Exercise details:
A word-for-word restatement of the listing is the only acceptable answer.
++++ Source data
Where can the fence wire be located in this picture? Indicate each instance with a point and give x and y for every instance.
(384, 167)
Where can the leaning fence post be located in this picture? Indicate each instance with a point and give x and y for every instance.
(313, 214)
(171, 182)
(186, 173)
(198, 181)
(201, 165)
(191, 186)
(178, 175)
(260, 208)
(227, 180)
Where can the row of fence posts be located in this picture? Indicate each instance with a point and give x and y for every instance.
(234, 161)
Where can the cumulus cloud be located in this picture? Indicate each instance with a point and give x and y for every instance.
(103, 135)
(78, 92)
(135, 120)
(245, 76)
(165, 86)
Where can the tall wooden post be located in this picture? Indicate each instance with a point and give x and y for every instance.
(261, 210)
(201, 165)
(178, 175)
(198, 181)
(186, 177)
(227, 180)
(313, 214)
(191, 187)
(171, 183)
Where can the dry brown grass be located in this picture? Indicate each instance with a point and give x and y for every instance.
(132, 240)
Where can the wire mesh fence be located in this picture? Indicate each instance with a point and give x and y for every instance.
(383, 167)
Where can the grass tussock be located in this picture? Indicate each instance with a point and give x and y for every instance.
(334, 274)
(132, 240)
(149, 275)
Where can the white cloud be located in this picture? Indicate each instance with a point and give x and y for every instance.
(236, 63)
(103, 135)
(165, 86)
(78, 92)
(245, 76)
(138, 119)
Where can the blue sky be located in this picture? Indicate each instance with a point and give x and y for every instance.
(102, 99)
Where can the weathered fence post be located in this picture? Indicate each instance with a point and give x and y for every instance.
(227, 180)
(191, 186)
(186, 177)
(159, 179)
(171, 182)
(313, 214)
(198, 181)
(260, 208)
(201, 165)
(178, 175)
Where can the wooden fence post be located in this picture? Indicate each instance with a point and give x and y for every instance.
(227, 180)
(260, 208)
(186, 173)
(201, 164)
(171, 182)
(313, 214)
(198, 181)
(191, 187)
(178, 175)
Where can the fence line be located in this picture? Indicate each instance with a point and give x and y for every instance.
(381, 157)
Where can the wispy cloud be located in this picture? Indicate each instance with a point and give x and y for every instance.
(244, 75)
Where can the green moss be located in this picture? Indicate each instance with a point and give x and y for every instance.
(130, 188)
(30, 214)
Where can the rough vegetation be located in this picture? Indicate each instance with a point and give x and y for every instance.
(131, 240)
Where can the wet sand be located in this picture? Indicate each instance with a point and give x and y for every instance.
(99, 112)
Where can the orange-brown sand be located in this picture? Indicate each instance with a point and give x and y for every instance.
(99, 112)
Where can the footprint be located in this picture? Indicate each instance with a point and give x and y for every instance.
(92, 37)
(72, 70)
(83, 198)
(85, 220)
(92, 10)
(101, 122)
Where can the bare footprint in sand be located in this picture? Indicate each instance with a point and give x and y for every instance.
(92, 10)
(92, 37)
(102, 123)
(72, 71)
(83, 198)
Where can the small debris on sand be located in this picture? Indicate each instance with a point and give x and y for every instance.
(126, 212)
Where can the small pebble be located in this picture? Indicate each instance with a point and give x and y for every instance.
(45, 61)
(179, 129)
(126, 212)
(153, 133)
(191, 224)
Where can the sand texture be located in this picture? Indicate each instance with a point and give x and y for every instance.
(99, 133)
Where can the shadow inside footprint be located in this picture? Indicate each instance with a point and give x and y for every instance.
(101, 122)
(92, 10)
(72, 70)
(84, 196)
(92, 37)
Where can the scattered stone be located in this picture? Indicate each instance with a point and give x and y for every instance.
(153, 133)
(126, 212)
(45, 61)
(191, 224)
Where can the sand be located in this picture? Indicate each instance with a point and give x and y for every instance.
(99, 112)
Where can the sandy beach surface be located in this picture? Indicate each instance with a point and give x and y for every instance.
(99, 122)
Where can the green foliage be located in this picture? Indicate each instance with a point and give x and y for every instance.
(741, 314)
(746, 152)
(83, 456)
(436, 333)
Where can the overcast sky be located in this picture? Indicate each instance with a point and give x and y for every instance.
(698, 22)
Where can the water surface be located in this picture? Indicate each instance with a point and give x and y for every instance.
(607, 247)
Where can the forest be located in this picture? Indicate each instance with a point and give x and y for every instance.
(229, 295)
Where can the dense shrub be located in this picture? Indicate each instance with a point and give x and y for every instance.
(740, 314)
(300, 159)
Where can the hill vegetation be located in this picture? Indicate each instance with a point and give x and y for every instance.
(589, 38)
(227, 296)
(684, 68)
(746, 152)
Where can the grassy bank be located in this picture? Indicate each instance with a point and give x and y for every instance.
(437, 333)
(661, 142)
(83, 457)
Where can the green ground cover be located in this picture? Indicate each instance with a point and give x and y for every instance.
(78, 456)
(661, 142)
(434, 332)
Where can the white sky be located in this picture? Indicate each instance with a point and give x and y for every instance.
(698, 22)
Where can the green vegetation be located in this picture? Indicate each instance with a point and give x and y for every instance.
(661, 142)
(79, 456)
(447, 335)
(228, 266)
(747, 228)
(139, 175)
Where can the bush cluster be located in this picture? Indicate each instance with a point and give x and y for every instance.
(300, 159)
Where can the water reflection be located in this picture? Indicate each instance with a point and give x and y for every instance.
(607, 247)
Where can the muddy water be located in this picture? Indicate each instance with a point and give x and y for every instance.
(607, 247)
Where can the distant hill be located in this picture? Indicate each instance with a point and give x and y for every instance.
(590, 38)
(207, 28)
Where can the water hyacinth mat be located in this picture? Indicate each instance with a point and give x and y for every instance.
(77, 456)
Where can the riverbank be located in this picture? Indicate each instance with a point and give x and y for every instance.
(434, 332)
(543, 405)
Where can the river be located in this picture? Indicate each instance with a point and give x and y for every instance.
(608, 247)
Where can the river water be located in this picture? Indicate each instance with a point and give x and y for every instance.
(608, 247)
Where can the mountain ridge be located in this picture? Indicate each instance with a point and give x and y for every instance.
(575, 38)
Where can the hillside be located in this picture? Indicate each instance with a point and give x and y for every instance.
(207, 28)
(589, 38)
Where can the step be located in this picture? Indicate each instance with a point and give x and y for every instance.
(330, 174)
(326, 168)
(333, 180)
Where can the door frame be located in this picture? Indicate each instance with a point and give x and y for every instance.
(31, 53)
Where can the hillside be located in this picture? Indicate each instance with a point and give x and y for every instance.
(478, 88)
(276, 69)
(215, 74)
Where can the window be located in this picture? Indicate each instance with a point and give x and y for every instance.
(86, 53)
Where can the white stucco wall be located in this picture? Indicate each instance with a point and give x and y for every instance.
++++++++
Output:
Where can the fence wire be located in this picture? Indicate each instance with a point and give x and y for every instance.
(384, 167)
Where can the leaning fence post be located in this picture? Indicate each instance with a point and give x and y for every instance.
(313, 214)
(171, 182)
(186, 173)
(198, 181)
(201, 165)
(191, 186)
(178, 175)
(260, 208)
(227, 180)
Where can the row of fence posts be located in this picture? Indicate each instance with a point and give x and y for every instance.
(234, 161)
Where can the cumulus cloud be located in this picture? Indicate each instance with a point and give x and y for every instance.
(103, 135)
(78, 92)
(135, 120)
(245, 76)
(165, 86)
Where can the tall wooden post be located in this picture? Indicate each instance with a point and give x and y for every instance.
(261, 210)
(201, 165)
(178, 175)
(198, 181)
(186, 177)
(227, 180)
(313, 214)
(191, 187)
(171, 183)
Where can the dry brown grass be located in this picture? Indicate each instance with a point and give x and y for every instance.
(132, 240)
Where can the wire mesh fence be located in this picture? Indicate each instance with a point and give x and y for every instance.
(383, 167)
Where can the grass tussock be located in this picture? Indicate each instance with a point and give x and y for every instance.
(334, 274)
(132, 240)
(149, 275)
Where can the white cloud be located in this picture? Indicate each instance with a point and give x and y for every instance.
(236, 63)
(103, 135)
(165, 86)
(78, 92)
(245, 76)
(138, 119)
Where can the blue sky be located in this picture? Indicate each instance with a point and give x and y for every instance.
(102, 99)
Where can the weathered fence post be located in this picture? Indicate each instance with a point and give x and y for every instance.
(227, 180)
(191, 186)
(186, 177)
(159, 179)
(171, 182)
(313, 214)
(198, 181)
(260, 208)
(201, 165)
(178, 175)
Where can the wooden fence post be located in this picture? Indicate each instance with a point and give x and y for every instance.
(227, 180)
(260, 208)
(186, 173)
(201, 164)
(171, 182)
(313, 214)
(198, 181)
(191, 187)
(178, 175)
Where can the fence line be located in this picture? Indicate each instance with a point and give x and y for every instance.
(381, 157)
Where can the wispy cloud be located in this picture? Indicate each instance with a point and give x and y for every instance.
(244, 75)
Where can the green moss be located in this picture? Indicate each instance with a point and give x and y for every instance.
(130, 188)
(30, 214)
Where can the rough vegetation be located in this picture? Indicate each instance with a point and give x and y for every instance.
(131, 240)
Where can the wet sand be located in this picture? Indicate each instance with a point and give x and y for every instance.
(99, 112)
Where can the orange-brown sand be located in this picture? Indicate each instance with a point and give x and y for every instance.
(99, 112)
Where can the footprint be located in this picture? Indicate each instance with a point and give x and y for every instance.
(92, 37)
(72, 70)
(83, 198)
(85, 220)
(92, 10)
(101, 122)
Where can the bare footprint in sand be located in this picture? Indicate each instance with a point and give x and y for every instance.
(92, 10)
(92, 37)
(102, 123)
(72, 71)
(83, 198)
Where can the small debris on sand be located in this picture? Indicate each instance with a point and give x and y for every instance.
(126, 212)
Where can the small pebble be located in this picture? Indicate each instance with a point and give x and y for every instance.
(45, 61)
(179, 129)
(126, 212)
(153, 133)
(191, 224)
Where can the sand texture be located in this picture? Indicate each instance with a point and give x and y for every instance.
(99, 133)
Where can the shadow inside footprint be located in this picture? Indicate each instance with a point and give x and y for every instance.
(101, 122)
(92, 10)
(72, 70)
(84, 196)
(92, 37)
Where can the scattered stone be located in this picture? Indicate each instance with a point and give x and y for every instance.
(153, 133)
(126, 212)
(45, 61)
(191, 224)
Where can the sand be located in this picture? Indicate each instance with a point and give x and y for every instance.
(99, 112)
Where can the sandy beach surface be located in this picture? Indicate each instance with a point and give x and y for every instance.
(99, 122)
Where can the green foliage be located in this picture? Indicate each instance with a point and give x and y for every instance.
(741, 314)
(746, 152)
(83, 456)
(436, 333)
Where can the overcast sky be located in this picture? Indicate each instance with a point and give x and y for every instance.
(698, 22)
Where can the water surface be located in this picture? Indicate each instance with a point and give x and y for every instance.
(607, 247)
Where can the forest be located in this picture? Indicate each instance with a point and give x and y for every instance.
(229, 295)
Where can the dense shrub be located in this picture? Indicate each instance with a point and give x and y for every instance.
(740, 314)
(300, 159)
Where can the hill vegetation be located in this picture? Indicate each instance with a point and give x and y for every instance.
(589, 38)
(227, 296)
(684, 68)
(746, 152)
Where can the grassy bank be located in this picture? Indicate each instance with a point and give x and y for every instance.
(437, 333)
(661, 142)
(83, 457)
Where can the green ground cover be located in this picture? Indicate each instance with a point and give x and y for every instance.
(78, 456)
(661, 142)
(434, 332)
Where can the white sky be located in this picture? Indicate each instance with a point and give x and y for every instance.
(698, 22)
Where can the green vegetation be located in this picture? Indicate each instance with a point and give x and y for every instance.
(661, 142)
(79, 456)
(447, 335)
(228, 266)
(747, 228)
(139, 175)
Where can the bush cluster be located in this picture? Indicate each instance with a point and give x and y for every instance.
(300, 159)
Where can the water reflection be located in this picture? Indicate each instance with a point and give x and y for every instance.
(607, 247)
Where can the muddy water be located in this picture? Indicate each instance with a point and give x and y for every instance.
(607, 247)
Where can the distant hill be located in this picture? Indicate each instance with a point and give x and y for every instance.
(590, 38)
(207, 28)
Where can the water hyacinth mat be located in this picture? Indicate each instance with a point and give x and y for every instance.
(77, 456)
Where can the riverbank be located in this picture? Indicate each instance with a point and give x and y for every instance.
(434, 332)
(543, 405)
Where can the river be located in this picture? Indicate each instance with a point and give x and y for every instance.
(608, 247)
Where can the river water be located in this picture? Indicate each instance with a point and give x and y for every instance.
(608, 247)
Where can the mountain ridge be located in this picture? Indicate each instance with a point and give x and y for every instance.
(575, 38)
Where can the hillside be located in this picture? Indicate each instance with a point and give x and y for every instance.
(207, 28)
(589, 38)
Where can the step be located in this picture? Indicate each instance with a point and give x and y for every instance.
(330, 174)
(326, 168)
(333, 180)
Where can the door frame be located in this picture? Indicate each instance with a point and give x and y for every instance.
(31, 53)
Where can the hillside be located in this picture? Indicate each instance with a point and give x and y for every instance.
(478, 88)
(276, 69)
(215, 74)
Where can the window be located in this picture? Indicate each instance with a point and give x and y for every instance.
(86, 53)
Where can the white stucco wall be located in this picture? Indicate each instance with a point and give x and y for every instance.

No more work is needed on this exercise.